> **Goal**: Please format every line of the entries below as a Markdown table with the columns Row and Line, numbering each row and skipping blank lines. Leave the pictures out of your answer.

> **Data provided**:
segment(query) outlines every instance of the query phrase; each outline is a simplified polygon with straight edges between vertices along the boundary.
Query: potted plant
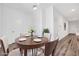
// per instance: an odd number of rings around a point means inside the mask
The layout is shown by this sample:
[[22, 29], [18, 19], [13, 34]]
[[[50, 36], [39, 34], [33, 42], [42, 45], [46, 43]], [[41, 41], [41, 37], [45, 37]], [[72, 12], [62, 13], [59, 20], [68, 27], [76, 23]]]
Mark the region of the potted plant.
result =
[[49, 37], [49, 36], [50, 36], [49, 33], [50, 33], [50, 32], [49, 32], [49, 29], [48, 29], [48, 28], [44, 28], [44, 29], [43, 29], [43, 32], [42, 32], [42, 35], [43, 35], [43, 37]]
[[33, 38], [34, 32], [35, 32], [34, 28], [30, 27], [28, 33], [30, 34], [31, 38]]

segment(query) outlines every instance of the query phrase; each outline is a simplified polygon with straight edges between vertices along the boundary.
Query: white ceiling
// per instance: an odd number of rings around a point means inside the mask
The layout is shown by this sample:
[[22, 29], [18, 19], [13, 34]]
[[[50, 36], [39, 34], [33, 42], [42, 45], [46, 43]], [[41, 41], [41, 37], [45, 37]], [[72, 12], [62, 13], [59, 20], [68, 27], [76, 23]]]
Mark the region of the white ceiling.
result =
[[37, 5], [38, 9], [43, 9], [43, 8], [48, 7], [50, 4], [39, 4], [39, 3], [4, 3], [3, 5], [7, 6], [7, 7], [10, 7], [10, 8], [19, 9], [19, 10], [27, 12], [27, 13], [32, 13], [32, 12], [34, 12], [33, 5]]
[[[58, 3], [54, 7], [61, 12], [68, 21], [79, 20], [79, 3]], [[72, 11], [75, 9], [75, 11]]]
[[[79, 3], [4, 3], [4, 6], [32, 13], [35, 4], [37, 4], [38, 9], [54, 6], [68, 21], [79, 20]], [[75, 11], [72, 12], [72, 9], [75, 9]]]

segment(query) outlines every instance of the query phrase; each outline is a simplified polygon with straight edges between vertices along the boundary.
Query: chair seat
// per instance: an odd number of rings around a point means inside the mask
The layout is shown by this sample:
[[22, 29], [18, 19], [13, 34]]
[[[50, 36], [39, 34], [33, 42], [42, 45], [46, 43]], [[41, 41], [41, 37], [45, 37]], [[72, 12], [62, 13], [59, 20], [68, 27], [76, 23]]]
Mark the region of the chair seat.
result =
[[19, 48], [10, 51], [9, 54], [8, 54], [8, 56], [21, 56], [21, 53], [20, 53], [20, 51], [19, 51]]

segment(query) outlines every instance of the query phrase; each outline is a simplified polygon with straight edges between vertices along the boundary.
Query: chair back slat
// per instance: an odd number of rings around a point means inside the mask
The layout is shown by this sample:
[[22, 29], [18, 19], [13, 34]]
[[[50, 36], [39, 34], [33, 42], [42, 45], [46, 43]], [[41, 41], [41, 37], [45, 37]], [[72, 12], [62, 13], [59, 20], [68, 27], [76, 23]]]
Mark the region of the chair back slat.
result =
[[57, 43], [58, 43], [58, 40], [51, 41], [45, 44], [45, 56], [54, 54]]

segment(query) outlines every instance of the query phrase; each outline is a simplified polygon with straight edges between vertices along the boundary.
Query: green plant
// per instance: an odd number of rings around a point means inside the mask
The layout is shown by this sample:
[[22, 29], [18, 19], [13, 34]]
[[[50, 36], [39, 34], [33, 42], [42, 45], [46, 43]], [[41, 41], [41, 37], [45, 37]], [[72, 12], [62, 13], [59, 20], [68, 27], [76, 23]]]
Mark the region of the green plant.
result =
[[50, 32], [49, 32], [49, 29], [48, 29], [48, 28], [44, 28], [44, 29], [43, 29], [43, 32], [42, 32], [42, 35], [43, 35], [43, 36], [44, 36], [44, 33], [50, 33]]
[[43, 33], [49, 33], [49, 29], [48, 28], [44, 28], [43, 29]]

> **The result**:
| Row | Line |
|---|---|
| 1 | segment(query) outlines every instance of the query phrase; each outline is a simplified polygon with straight edges between vertices along the boundary. |
| 2 | Query: potted plant |
| 3 | // per instance: an odd number of rings around a point means inside the mask |
| 4 | The layout is shown by this sample: |
| 5 | [[22, 29], [18, 19], [13, 34]] |
| 6 | [[[50, 36], [39, 34], [33, 42], [42, 45], [46, 43]], [[41, 41], [41, 37], [45, 37]], [[72, 12], [62, 13], [59, 20], [68, 27], [76, 23]]] |
| 7 | Mark the region of the potted plant. |
| 8 | result = |
| 9 | [[49, 37], [49, 36], [50, 36], [49, 33], [50, 33], [50, 32], [49, 32], [49, 29], [48, 29], [48, 28], [44, 28], [44, 29], [43, 29], [43, 32], [42, 32], [42, 35], [43, 35], [43, 37]] |
| 10 | [[33, 38], [34, 32], [35, 32], [34, 28], [30, 27], [28, 33], [30, 34], [31, 38]] |
| 11 | segment(query) outlines every instance of the query phrase; each outline is a simplified polygon with straight edges between vertices along the boundary. |
| 12 | Query: white ceiling |
| 13 | // per instance: an odd number of rings around a point means inside the mask |
| 14 | The layout is shown by this sample: |
| 15 | [[22, 29], [18, 19], [13, 34]] |
| 16 | [[[50, 36], [39, 34], [33, 42], [42, 45], [46, 43]], [[41, 41], [41, 37], [45, 37]], [[72, 12], [62, 13], [59, 20], [68, 27], [76, 23]]] |
| 17 | Mark the region of the white ceiling. |
| 18 | result = |
| 19 | [[37, 5], [38, 9], [43, 9], [43, 8], [48, 7], [50, 4], [39, 4], [39, 3], [4, 3], [3, 5], [7, 6], [7, 7], [10, 7], [10, 8], [19, 9], [19, 10], [27, 12], [27, 13], [32, 13], [32, 12], [34, 12], [33, 5]] |
| 20 | [[[58, 3], [54, 7], [61, 12], [68, 21], [79, 20], [79, 3]], [[72, 11], [75, 9], [75, 11]]] |
| 21 | [[[79, 3], [4, 3], [4, 6], [32, 13], [35, 4], [37, 4], [38, 9], [54, 6], [68, 21], [79, 20]], [[75, 11], [72, 12], [72, 9], [75, 9]]] |
| 22 | segment(query) outlines every instance of the query phrase; each outline is a simplified polygon with straight edges between vertices along the boundary. |
| 23 | Query: chair seat |
| 24 | // per instance: an odd number of rings around a point means inside the mask |
| 25 | The layout is shown by this sample: |
| 26 | [[22, 29], [18, 19], [13, 34]] |
| 27 | [[[50, 36], [39, 34], [33, 42], [42, 45], [46, 43]], [[41, 41], [41, 37], [45, 37]], [[72, 12], [62, 13], [59, 20], [68, 27], [76, 23]]] |
| 28 | Mark the region of the chair seat. |
| 29 | result = |
| 30 | [[19, 48], [10, 51], [9, 54], [8, 54], [8, 56], [21, 56], [21, 53], [20, 53], [20, 51], [19, 51]] |
| 31 | segment(query) outlines every instance of the query phrase; each outline is a simplified polygon with straight edges between vertices along the boundary. |
| 32 | Query: chair back slat |
| 33 | // per instance: an odd number of rings around a point means inside the mask |
| 34 | The layout is shown by this sample: |
| 35 | [[22, 29], [18, 19], [13, 34]] |
| 36 | [[[50, 36], [39, 34], [33, 42], [42, 45], [46, 43]], [[41, 41], [41, 37], [45, 37]], [[72, 12], [62, 13], [59, 20], [68, 27], [76, 23]]] |
| 37 | Mark the region of the chair back slat. |
| 38 | result = |
| 39 | [[57, 43], [58, 43], [58, 40], [51, 41], [45, 44], [45, 56], [54, 54]] |
| 40 | segment(query) outlines every instance of the query phrase; each outline is a simplified polygon with straight edges between vertices along the boundary. |
| 41 | Query: green plant |
| 42 | // per instance: an odd number of rings around a point means inside the mask |
| 43 | The layout is shown by this sample: |
| 44 | [[22, 29], [18, 19], [13, 34]] |
| 45 | [[[50, 36], [39, 34], [33, 42], [42, 45], [46, 43]], [[41, 41], [41, 37], [45, 37]], [[72, 12], [62, 13], [59, 20], [68, 27], [76, 23]]] |
| 46 | Mark the region of the green plant. |
| 47 | result = |
| 48 | [[50, 32], [49, 32], [49, 29], [48, 29], [48, 28], [44, 28], [44, 29], [43, 29], [43, 32], [42, 32], [42, 35], [43, 35], [43, 36], [44, 36], [44, 33], [50, 33]] |
| 49 | [[43, 33], [49, 33], [49, 29], [48, 28], [44, 28], [43, 29]] |